PAGE EXTRACT:
▼
Our involvement with Tewkesbury Refugee Support Group is spearheaded largely by Richard Sear.
At a recent PPC meeting it was agreed that a special collection for Refugee Support would be taken in every month where there was a fifth Sunday.
Please see below for a recent update of the situation as reported from Samara which graphically describes life for those trying to life among the devastation.
This evening I am writing from Syria, and it has been such a busy few days since I arrived on Thursday. I almost didn’t make it into the country after being refused entry at the border in the middle of the night, but that is another story for another time!
We had a busy time on Thursday afternoon distributing aid in Aleppo to 100 displaced families living in extremely difficult situations. These were some of the most vulnerable people being served by other aid organisations for food and baby milk, and some of them were struggling with physical disabilities and learning difficulties, and one old man couldn’t even see us standing there with the bags when he walked in, we had to approach him and put the bag of clothes in his arms.
Yesterday I learnt through my own personal experience and saw with my own eyes the toll that this brutal war has had on the children of Syria, and the heavy burdens they are forced to carry now. I encountered four children in Aleppo yesterday who made a very stark and heart breaking contrast to our own children back home in the UK. Only one of these four experiences was linked with our aid work. The rest were simply through the very limited time we spent just doing normal day to day activities in the city.
▲
RECORDS SUPPLIED:
▼
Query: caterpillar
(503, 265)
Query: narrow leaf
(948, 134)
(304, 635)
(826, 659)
▲
TASK SET:
(a) Duplicate the part of the refugee support page between "Please see below" and "among the devastation.", inclusive.
(b) On the refugee support page, in which months does the PPC meeting say the special collection for Refugee Support will be taken?
(c) Resume the refugee support page's account from Syria after its final sentence.
The lines after the refugee support page are separate material, not part of that page.

TASK-BY-TASK RESULTS:
(a)
Please see below for a recent update of the situation as reported from Samara which graphically describes life for those trying to life among the devastation.

(b) In every month that has a fifth Sunday.

(c)
The beautiful boy above was alone on the streets of Aleppo selling biscuits. Both adorable and endearing yet persistent and focused, this boy who couldn’t be more than 9 yet is already an experienced professional and has learned how to make his quota for the day. We didn’t know who he was working for, whether his parents or someone else using him child to make a profit for themselves.
As we queued at the felafel store above a different boy wearing dirty old clothing who was very thin told us he was hungry. He said he was from a displaced family, and the strain of life was so evident on his face. We bought him some lunch and invited him to come along to one of our distribution centres to get some warmer clothes as he looked so cold standing there in a thin top and dirty old trousers. It was cold yesterday in the rain in Aleppo and I couldn’t feel much difference between our UK climate and theirs.
Later we went to distribute clothes and hygiene items in an old sports institute that is housing 41 displaced families. They are living in extremely poor conditions and some of the people showed us a boy (middle right) who was very shy. When we visited the settlement during daylight hours he had been at work, but we returned in the evening with Aid we had collected and it was dark there, so much harder to take photos. His father was killed a few years ago and his mother has no way of supporting them. Someone asked him to hold out his hands, and he showed us the evidence of the hard work that he has no choice but to do each day. This 12 year old boy does not go to school like our children, but instead goes to work every day in a plastic recycling and production plant.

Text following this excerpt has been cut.